Assignment: Word for word, transcribe the material below from its first line to the line with "[(150, 278)]", both included.
*** Begin section ***
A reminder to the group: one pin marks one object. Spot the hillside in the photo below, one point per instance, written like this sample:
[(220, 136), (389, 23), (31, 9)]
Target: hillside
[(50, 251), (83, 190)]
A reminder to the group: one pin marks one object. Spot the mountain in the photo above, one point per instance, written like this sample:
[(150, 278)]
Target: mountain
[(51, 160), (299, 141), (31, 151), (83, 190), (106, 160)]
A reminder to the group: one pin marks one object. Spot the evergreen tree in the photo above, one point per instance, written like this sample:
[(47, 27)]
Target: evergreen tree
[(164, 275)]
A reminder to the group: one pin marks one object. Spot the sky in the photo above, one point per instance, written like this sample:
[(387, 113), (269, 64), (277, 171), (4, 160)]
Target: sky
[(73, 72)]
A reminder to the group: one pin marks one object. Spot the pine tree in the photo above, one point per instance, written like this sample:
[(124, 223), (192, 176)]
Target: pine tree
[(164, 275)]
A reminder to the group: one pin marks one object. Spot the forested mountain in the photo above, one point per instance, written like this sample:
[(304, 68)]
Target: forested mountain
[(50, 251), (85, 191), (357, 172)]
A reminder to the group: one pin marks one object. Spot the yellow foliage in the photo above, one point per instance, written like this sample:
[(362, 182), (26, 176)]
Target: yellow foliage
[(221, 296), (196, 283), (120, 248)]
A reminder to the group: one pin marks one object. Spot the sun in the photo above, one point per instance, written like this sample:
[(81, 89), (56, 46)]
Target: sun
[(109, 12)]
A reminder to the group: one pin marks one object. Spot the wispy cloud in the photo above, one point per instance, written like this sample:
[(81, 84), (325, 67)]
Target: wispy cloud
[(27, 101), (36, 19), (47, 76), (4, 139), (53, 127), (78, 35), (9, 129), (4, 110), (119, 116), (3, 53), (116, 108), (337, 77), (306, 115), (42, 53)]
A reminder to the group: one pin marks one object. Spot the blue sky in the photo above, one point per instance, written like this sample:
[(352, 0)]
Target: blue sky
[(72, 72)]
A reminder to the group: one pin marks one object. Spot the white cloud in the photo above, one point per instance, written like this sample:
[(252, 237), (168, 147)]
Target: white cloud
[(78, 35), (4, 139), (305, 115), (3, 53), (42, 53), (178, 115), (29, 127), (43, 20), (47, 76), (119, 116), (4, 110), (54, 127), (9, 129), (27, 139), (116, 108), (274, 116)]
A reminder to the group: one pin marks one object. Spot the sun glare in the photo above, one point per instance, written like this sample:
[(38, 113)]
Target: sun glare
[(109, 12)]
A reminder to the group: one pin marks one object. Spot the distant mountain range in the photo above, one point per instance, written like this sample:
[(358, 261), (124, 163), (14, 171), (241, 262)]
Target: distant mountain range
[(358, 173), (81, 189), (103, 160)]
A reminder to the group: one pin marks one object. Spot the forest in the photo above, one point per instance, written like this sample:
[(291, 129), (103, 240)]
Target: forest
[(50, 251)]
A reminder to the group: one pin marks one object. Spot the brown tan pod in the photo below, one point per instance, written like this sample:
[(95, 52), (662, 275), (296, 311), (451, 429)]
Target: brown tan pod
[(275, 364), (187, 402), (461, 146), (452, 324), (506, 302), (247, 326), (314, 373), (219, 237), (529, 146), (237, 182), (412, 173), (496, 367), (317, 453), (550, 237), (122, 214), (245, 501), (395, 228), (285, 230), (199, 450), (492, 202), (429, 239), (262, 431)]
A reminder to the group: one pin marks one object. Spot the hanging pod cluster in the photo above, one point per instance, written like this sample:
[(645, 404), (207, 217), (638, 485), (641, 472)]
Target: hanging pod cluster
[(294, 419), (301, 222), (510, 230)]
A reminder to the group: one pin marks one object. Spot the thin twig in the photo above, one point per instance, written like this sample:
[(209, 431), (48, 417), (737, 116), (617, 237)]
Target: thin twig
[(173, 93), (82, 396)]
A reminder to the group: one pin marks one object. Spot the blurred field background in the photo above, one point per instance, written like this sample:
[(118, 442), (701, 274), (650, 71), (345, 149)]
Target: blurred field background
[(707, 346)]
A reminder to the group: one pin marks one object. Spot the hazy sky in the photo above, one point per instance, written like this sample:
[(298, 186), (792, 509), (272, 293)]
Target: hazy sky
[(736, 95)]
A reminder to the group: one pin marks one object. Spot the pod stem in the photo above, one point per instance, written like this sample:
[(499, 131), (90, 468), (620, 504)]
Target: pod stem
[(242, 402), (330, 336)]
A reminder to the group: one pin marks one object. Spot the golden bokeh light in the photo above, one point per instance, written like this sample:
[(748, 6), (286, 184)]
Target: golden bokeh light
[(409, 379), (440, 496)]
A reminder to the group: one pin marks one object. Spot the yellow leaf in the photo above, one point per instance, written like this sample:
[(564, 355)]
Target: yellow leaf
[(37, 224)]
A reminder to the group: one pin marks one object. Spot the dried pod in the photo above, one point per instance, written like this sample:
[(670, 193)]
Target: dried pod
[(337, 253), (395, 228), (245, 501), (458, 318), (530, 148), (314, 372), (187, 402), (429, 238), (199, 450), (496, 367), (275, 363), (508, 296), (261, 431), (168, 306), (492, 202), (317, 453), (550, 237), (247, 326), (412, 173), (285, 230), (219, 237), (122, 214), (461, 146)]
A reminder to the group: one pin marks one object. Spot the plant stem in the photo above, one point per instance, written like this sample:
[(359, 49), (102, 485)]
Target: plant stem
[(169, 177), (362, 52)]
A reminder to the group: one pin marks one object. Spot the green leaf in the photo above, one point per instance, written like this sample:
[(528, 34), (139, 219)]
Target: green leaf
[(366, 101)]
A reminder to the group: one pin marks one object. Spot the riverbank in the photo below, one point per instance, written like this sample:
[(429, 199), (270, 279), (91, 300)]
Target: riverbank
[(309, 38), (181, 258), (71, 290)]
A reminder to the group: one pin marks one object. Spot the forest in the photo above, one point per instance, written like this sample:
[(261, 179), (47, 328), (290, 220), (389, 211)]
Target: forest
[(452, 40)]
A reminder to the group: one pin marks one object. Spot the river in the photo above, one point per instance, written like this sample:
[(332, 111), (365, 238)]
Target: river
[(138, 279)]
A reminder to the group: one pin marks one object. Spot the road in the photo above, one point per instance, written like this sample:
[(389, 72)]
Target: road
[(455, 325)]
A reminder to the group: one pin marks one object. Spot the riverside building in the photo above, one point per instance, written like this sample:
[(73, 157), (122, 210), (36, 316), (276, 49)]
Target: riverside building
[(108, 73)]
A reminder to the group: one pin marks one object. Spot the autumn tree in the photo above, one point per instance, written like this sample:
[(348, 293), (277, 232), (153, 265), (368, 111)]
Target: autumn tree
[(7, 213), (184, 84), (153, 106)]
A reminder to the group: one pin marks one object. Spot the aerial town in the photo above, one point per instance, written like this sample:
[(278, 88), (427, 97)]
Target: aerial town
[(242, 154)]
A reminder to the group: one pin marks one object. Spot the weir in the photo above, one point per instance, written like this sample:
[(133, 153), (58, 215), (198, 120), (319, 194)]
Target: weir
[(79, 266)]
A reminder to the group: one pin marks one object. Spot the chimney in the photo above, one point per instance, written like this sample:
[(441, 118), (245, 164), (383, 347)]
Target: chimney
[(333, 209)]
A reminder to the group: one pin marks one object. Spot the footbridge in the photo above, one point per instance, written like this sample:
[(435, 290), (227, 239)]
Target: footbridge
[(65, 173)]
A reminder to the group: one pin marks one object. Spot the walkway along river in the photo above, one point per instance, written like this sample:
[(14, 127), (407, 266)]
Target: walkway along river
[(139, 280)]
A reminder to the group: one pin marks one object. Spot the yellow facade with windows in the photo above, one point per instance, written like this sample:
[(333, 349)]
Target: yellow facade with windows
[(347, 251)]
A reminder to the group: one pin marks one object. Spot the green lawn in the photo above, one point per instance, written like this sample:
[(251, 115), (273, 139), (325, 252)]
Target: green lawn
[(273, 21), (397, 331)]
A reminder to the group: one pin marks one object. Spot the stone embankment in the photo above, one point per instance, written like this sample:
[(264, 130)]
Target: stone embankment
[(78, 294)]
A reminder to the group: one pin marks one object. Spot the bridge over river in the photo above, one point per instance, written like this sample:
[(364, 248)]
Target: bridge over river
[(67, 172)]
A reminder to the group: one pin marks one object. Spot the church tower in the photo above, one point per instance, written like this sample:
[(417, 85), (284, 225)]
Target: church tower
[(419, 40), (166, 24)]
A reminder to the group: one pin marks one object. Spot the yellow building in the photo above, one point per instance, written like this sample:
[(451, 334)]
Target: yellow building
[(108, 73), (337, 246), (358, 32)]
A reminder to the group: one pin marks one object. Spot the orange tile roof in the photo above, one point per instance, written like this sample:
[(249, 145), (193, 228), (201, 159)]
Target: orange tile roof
*** End section ***
Task response:
A reminder to the group: one pin marks one object. Spot the hillside in the photo below, one point per instance, written like this sample:
[(220, 136), (389, 23), (31, 9)]
Target: hillside
[(50, 251), (83, 190)]
A reminder to the group: one pin marks one object. Spot the mountain in the photo above, one point per instance, written like this sample:
[(150, 278)]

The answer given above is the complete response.